__Task goal__
Copy the stretch of lines from the start through the line containing "column 225, row 120", including both ends. Leave out the pictures.
Start of Given entries
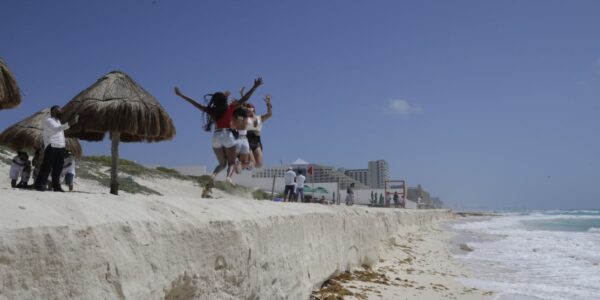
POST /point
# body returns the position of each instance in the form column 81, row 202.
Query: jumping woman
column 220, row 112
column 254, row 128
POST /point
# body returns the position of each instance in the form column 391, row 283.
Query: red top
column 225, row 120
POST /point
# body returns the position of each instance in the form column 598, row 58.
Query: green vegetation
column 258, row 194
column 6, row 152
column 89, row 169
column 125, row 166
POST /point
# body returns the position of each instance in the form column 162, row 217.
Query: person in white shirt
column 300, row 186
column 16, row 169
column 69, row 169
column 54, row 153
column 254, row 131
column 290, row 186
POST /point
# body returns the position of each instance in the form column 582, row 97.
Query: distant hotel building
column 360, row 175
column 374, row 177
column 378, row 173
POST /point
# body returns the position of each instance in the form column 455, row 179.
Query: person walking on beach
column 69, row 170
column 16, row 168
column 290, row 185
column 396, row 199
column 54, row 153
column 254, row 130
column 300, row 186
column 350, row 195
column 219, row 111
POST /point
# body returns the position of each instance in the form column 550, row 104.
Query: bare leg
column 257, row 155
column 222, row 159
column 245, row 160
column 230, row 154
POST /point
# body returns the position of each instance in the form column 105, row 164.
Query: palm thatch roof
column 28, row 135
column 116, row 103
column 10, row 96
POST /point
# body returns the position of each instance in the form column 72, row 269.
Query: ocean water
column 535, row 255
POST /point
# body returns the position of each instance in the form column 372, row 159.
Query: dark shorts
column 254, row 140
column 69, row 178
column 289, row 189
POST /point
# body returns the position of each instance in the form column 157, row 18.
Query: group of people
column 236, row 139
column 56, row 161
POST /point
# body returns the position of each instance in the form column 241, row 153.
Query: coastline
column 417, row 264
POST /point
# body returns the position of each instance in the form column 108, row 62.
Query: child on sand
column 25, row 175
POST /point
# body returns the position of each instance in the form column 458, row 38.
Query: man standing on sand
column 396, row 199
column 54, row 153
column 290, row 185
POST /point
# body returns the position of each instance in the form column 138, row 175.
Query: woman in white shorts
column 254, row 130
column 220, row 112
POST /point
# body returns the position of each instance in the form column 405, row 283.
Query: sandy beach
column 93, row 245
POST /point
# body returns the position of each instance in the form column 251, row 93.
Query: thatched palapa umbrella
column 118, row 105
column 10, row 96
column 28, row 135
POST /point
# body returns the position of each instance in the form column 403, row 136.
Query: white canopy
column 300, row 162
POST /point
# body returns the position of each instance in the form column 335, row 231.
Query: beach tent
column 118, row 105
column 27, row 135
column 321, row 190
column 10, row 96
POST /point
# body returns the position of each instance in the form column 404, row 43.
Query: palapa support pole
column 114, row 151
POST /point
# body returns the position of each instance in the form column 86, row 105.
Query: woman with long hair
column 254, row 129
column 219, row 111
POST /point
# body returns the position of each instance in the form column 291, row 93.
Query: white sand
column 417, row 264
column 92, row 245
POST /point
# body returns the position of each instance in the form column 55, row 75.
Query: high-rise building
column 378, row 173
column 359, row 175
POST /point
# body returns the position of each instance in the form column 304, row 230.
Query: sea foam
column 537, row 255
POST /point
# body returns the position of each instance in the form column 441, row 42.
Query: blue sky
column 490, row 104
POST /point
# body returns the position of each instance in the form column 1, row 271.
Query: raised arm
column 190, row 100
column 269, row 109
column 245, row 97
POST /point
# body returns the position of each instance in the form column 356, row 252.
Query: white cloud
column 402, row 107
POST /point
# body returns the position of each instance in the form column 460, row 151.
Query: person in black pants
End of Given entries
__Exercise response__
POST /point
# body returns the position of each instance in the form column 81, row 202.
Query: jumping woman
column 220, row 112
column 254, row 128
POST /point
# body returns the position of each instance in the form column 391, row 283.
Query: red top
column 225, row 120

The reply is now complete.